• _REQUIREMENT_: Pull out each line of the records below that contains the word "discus". Case counts, so a line qualifies only if the capitalization matches.

• _LISTING_:
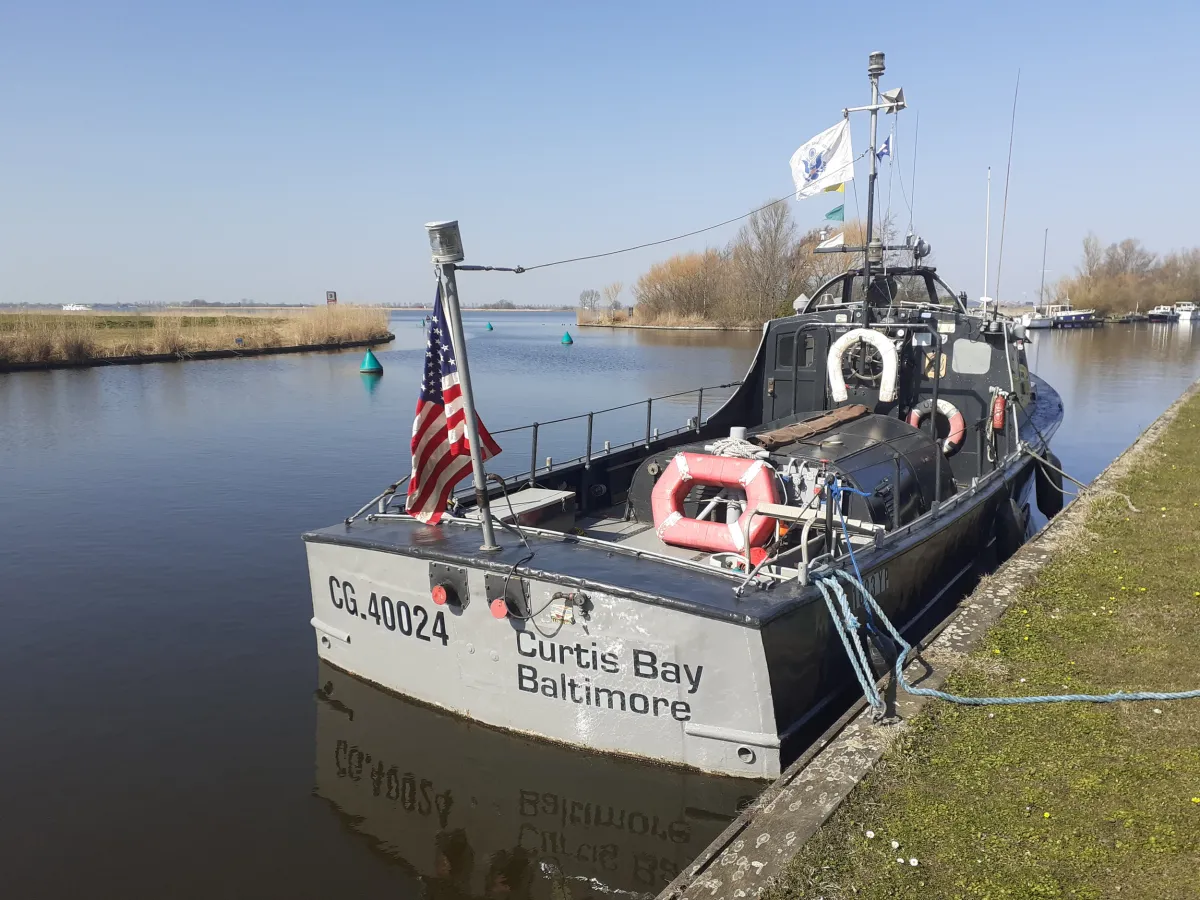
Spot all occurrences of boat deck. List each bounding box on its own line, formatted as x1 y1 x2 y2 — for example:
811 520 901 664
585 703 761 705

...

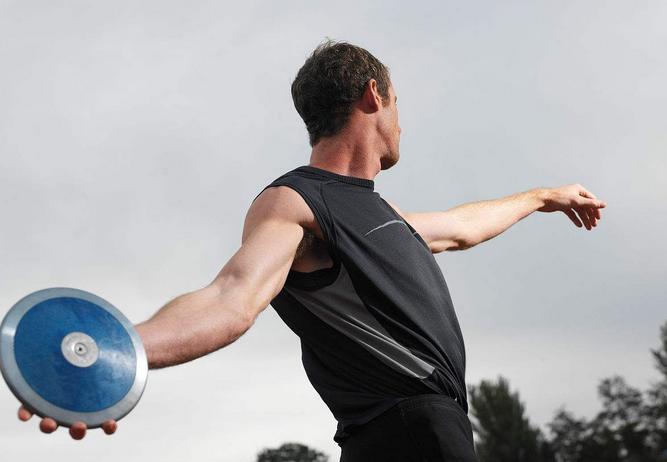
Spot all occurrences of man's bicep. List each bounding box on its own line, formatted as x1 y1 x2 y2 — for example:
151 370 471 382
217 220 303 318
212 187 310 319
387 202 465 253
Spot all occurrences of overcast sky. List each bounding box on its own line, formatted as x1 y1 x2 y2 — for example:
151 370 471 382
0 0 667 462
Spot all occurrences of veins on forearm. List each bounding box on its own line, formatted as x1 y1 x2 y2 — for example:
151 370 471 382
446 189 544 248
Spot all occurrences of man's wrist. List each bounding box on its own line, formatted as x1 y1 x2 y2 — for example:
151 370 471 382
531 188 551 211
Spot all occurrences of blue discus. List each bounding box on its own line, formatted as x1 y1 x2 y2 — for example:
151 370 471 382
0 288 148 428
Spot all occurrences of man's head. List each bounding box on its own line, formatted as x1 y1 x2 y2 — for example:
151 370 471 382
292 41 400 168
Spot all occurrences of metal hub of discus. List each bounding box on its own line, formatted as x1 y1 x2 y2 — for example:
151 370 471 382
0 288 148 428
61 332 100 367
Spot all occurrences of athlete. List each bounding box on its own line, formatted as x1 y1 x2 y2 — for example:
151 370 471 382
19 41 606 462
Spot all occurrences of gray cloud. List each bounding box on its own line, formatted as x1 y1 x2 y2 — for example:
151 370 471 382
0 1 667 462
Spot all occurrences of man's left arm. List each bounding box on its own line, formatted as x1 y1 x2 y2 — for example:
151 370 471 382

• _REPLY_:
Spot all occurrences of blue discus. List each bounding box on its own line, formatted as x1 y1 x2 y2 — for example:
Spot all occurrences of metal hub of discus. List each bounding box on its own line, formatted as x1 y1 x2 y2 — for example:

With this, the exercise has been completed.